- Given problem
How many lines below contain the string "jacket", with case counting? Reply with the number alone.

- Task material
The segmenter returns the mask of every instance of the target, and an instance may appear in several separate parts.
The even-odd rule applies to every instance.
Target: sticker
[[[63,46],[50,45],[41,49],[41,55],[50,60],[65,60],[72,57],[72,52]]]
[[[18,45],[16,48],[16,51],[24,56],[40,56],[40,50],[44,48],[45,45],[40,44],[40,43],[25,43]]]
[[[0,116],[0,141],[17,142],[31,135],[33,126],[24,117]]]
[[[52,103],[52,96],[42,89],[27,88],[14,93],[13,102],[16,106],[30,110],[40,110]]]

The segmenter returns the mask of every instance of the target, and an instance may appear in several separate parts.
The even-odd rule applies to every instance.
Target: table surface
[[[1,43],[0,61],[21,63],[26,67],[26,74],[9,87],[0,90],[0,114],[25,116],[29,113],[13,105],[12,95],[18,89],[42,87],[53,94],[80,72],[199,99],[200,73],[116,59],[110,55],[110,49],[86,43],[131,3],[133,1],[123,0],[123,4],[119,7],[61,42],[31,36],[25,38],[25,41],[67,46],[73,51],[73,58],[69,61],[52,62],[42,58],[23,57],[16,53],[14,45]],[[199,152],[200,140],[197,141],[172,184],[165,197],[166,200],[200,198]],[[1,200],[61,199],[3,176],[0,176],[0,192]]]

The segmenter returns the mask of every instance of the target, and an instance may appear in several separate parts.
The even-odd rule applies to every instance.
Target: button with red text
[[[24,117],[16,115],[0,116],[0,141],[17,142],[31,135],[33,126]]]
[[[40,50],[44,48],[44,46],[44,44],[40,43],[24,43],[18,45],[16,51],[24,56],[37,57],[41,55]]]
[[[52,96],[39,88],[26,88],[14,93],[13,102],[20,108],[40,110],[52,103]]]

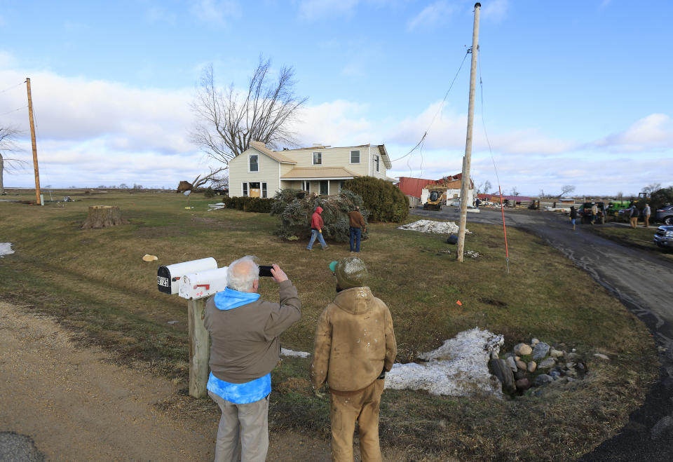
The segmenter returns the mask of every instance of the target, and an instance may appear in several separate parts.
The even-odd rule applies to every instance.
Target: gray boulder
[[[533,359],[541,360],[549,353],[549,345],[543,341],[537,344],[533,348]]]

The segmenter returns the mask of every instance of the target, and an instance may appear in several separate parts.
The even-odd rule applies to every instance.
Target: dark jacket
[[[280,304],[257,299],[237,306],[240,296],[248,292],[229,288],[208,299],[203,324],[212,341],[210,370],[220,380],[245,383],[276,367],[279,336],[301,316],[297,287],[289,280],[278,285]]]

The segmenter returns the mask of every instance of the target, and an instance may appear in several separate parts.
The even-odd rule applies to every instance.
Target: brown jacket
[[[315,348],[311,379],[315,389],[325,380],[338,391],[364,388],[395,362],[390,310],[369,287],[342,290],[318,320]]]
[[[362,231],[367,227],[367,223],[365,222],[365,217],[358,210],[348,212],[348,219],[351,222],[351,228],[362,228]]]
[[[289,280],[278,286],[280,304],[259,299],[230,308],[244,292],[229,288],[208,299],[203,324],[212,341],[210,370],[220,380],[245,383],[276,367],[280,355],[279,336],[301,315],[297,287]]]

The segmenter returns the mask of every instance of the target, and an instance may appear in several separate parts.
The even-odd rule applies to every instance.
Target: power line
[[[405,154],[402,157],[398,157],[397,158],[393,161],[391,161],[390,162],[395,162],[395,161],[399,161],[400,159],[405,158],[405,157],[411,154],[412,152],[416,151],[416,149],[419,147],[419,146],[421,146],[421,143],[423,142],[423,141],[426,139],[426,137],[428,136],[428,130],[430,130],[430,128],[433,126],[433,124],[435,123],[435,119],[437,118],[437,114],[439,114],[442,111],[442,109],[444,109],[444,103],[446,102],[447,101],[447,97],[449,96],[449,92],[450,92],[451,89],[453,88],[454,83],[456,81],[456,79],[458,78],[458,74],[460,74],[461,69],[463,69],[463,64],[465,63],[465,60],[468,57],[468,55],[469,54],[470,54],[469,50],[465,53],[465,56],[463,57],[463,60],[461,62],[461,65],[458,67],[458,71],[456,72],[456,75],[454,76],[454,79],[451,81],[451,85],[449,86],[449,89],[447,90],[447,93],[444,95],[444,100],[442,100],[442,104],[440,104],[439,109],[437,110],[437,112],[435,113],[435,116],[433,117],[433,120],[430,121],[430,125],[428,125],[428,128],[423,133],[423,136],[421,137],[421,140],[418,143],[416,143],[416,146],[412,148],[411,151],[407,152],[406,154]]]

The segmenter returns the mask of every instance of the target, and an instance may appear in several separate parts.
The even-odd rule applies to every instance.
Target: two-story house
[[[362,176],[386,179],[390,168],[383,144],[273,151],[253,141],[229,161],[229,196],[273,197],[286,189],[336,194],[346,179]]]

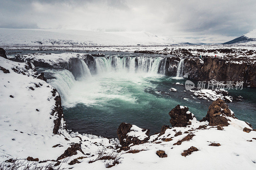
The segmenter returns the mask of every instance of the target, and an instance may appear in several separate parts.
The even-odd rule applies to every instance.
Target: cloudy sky
[[[0,28],[146,31],[223,43],[256,29],[255,0],[0,0]]]

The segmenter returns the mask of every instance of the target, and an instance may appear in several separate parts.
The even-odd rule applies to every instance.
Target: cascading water
[[[47,78],[47,82],[57,89],[62,100],[65,100],[68,96],[69,90],[76,81],[74,76],[66,69],[48,69],[44,72]]]
[[[78,60],[70,70],[76,80],[84,80],[92,77],[88,67],[83,60]]]
[[[179,77],[183,77],[184,68],[184,59],[181,60],[178,64],[177,69],[177,74],[176,76]]]
[[[95,58],[97,74],[110,71],[150,72],[164,74],[166,58],[113,56]]]

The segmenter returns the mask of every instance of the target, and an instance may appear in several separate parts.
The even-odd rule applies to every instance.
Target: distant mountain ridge
[[[0,28],[0,45],[36,46],[168,46],[194,44],[146,32]],[[199,41],[200,42],[200,41]],[[200,43],[196,43],[195,44]]]
[[[253,30],[231,41],[223,43],[223,44],[256,44],[256,29]]]

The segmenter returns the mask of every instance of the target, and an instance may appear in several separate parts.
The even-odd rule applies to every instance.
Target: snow
[[[142,131],[142,129],[133,125],[131,128],[131,131],[127,134],[127,135],[128,136],[136,137],[140,140],[143,140],[148,137],[146,134],[148,130],[146,130],[144,131]]]
[[[233,98],[231,96],[224,96],[222,93],[217,94],[217,92],[225,92],[228,93],[227,91],[224,89],[201,89],[198,90],[190,90],[190,91],[193,92],[193,95],[197,96],[199,99],[204,100],[211,100],[212,101],[215,101],[219,98],[221,100],[228,101],[231,102],[232,102]],[[226,100],[225,100],[225,99]]]
[[[176,44],[144,32],[102,32],[83,30],[0,28],[0,45],[111,46]]]
[[[176,42],[179,44],[186,44],[188,43],[192,44],[203,44],[204,43],[194,39],[188,39],[184,38],[172,38]]]
[[[38,158],[40,161],[56,159],[72,143],[80,143],[82,151],[88,155],[85,155],[78,151],[77,154],[70,157],[69,160],[60,160],[60,168],[106,169],[104,160],[91,163],[88,162],[98,157],[99,150],[105,147],[107,154],[114,151],[107,147],[116,148],[118,145],[114,143],[116,140],[77,132],[69,134],[65,129],[60,131],[62,134],[53,134],[53,120],[55,117],[51,115],[55,105],[51,92],[53,88],[45,82],[35,78],[33,75],[35,71],[33,69],[26,69],[26,64],[0,57],[0,66],[10,72],[5,74],[0,70],[0,161],[11,158],[26,159],[28,156]],[[12,69],[16,67],[25,75],[16,73]],[[36,87],[34,83],[39,83],[42,85]],[[28,88],[30,87],[34,87],[34,90]],[[10,95],[14,98],[10,97]],[[181,108],[185,107],[180,106]],[[39,111],[36,111],[37,109]],[[196,129],[200,125],[207,125],[208,123],[200,122],[194,118],[191,120],[191,125],[187,127],[170,128],[161,136],[158,137],[159,134],[152,135],[149,142],[131,147],[131,149],[143,151],[135,154],[126,153],[124,151],[118,153],[121,162],[111,168],[124,170],[164,169],[171,166],[172,169],[181,170],[255,169],[256,140],[252,138],[256,137],[256,131],[252,131],[249,133],[243,131],[244,127],[250,129],[245,122],[231,117],[228,119],[230,124],[223,127],[222,131],[209,126],[205,129]],[[64,121],[62,123],[64,123]],[[165,124],[163,122],[163,125]],[[131,130],[129,135],[140,137],[141,139],[145,138],[146,131],[142,132],[142,129],[134,125]],[[180,145],[173,145],[186,136],[188,134],[184,132],[188,130],[190,130],[189,133],[195,136]],[[174,136],[180,131],[182,133],[181,135]],[[65,137],[70,140],[66,140]],[[168,142],[162,140],[171,138],[172,140]],[[155,139],[156,140],[153,141]],[[247,141],[251,140],[252,142]],[[209,145],[213,142],[221,145],[218,147]],[[63,146],[52,147],[58,144]],[[181,155],[183,151],[192,146],[199,151],[186,157]],[[168,157],[158,157],[156,152],[159,150],[164,151]],[[68,164],[71,160],[81,156],[85,158],[78,159],[80,163]],[[39,164],[45,166],[52,163],[55,162],[48,161]]]

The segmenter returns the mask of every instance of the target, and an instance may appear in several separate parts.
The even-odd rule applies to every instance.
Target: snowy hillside
[[[190,39],[160,37],[141,32],[0,28],[0,46],[129,46],[201,44]]]
[[[0,45],[111,46],[177,44],[143,32],[0,28]]]
[[[233,44],[246,45],[256,44],[256,29],[252,30],[239,37],[223,43],[223,44]]]
[[[204,44],[203,42],[194,39],[173,38],[179,44]]]

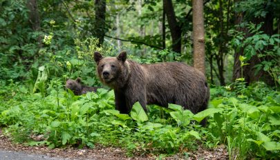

- Response
2